__Requirement__. Rewrite every line of the material below, requests included, and leave out the pictures. Multiply the x and y coordinates in the answer points by 0.5, rounding to whole numbers with halves rounded up, and leave the numbers in the requests and their format samples unchanged.
--- start of Data for this exercise ---
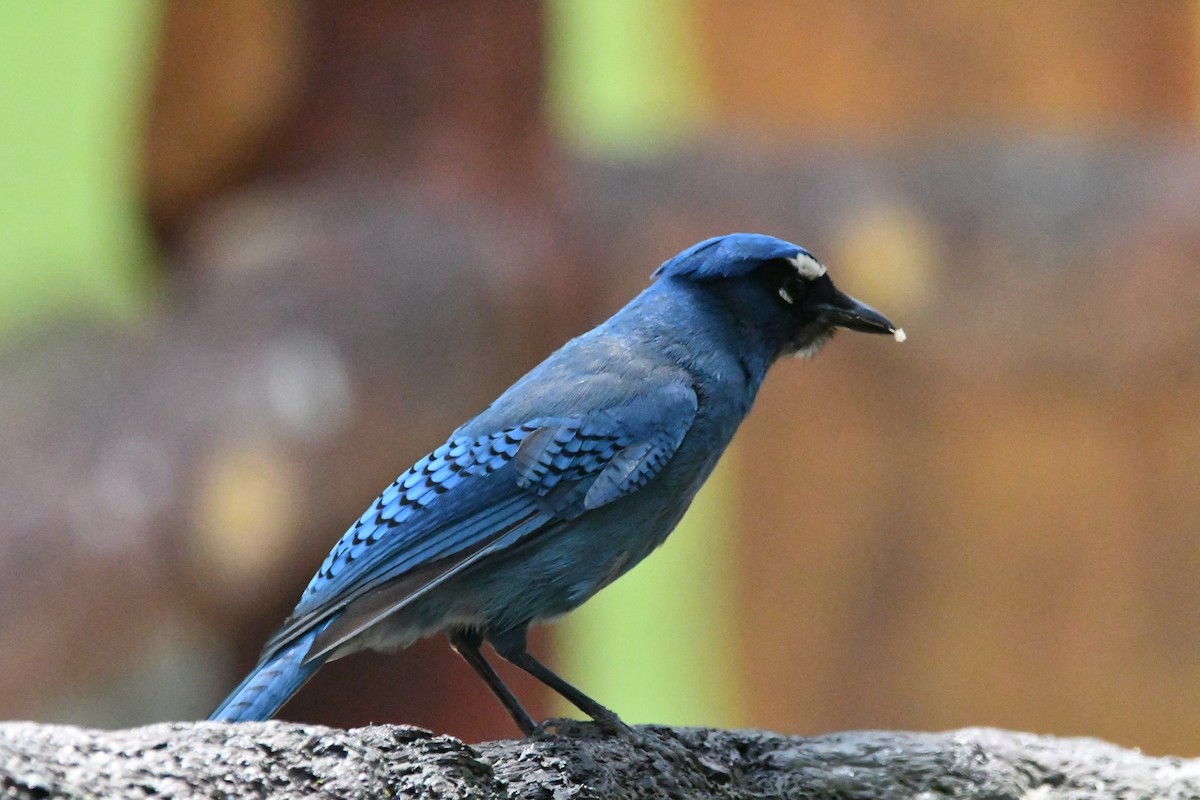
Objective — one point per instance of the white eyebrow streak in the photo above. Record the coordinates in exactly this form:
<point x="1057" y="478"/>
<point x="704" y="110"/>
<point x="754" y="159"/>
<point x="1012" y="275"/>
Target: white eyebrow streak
<point x="807" y="266"/>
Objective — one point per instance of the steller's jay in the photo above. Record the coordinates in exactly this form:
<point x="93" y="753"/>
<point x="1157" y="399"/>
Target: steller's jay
<point x="568" y="480"/>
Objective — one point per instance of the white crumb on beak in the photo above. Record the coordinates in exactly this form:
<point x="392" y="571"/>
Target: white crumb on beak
--- end of Data for this exercise ---
__Answer to this task__.
Objective — one point per instance of the white eyebrow streak in the photo above. Record the coordinates in exactly this form:
<point x="1057" y="478"/>
<point x="704" y="110"/>
<point x="754" y="159"/>
<point x="1012" y="275"/>
Target: white eyebrow streak
<point x="404" y="133"/>
Objective — one point per instance of the steller's jay in the photo above. Record the coordinates in exactly this form:
<point x="93" y="753"/>
<point x="1157" y="399"/>
Target: steller's jay
<point x="284" y="240"/>
Objective — one point per instance of the white crumb on beak in the photo above. Record the coordinates in exactly this form:
<point x="392" y="571"/>
Target: white crumb on beak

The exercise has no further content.